ABOUT THIS TASK: Word for word, repeat all of the entries.

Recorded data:
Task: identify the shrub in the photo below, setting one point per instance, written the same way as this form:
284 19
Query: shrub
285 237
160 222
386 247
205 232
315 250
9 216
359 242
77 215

TASK RESULT:
Task: identify the shrub in the photo below, setting one point per instance, written the same way as this form:
284 19
Query: shrub
285 237
160 222
386 247
205 232
315 250
9 216
359 242
77 215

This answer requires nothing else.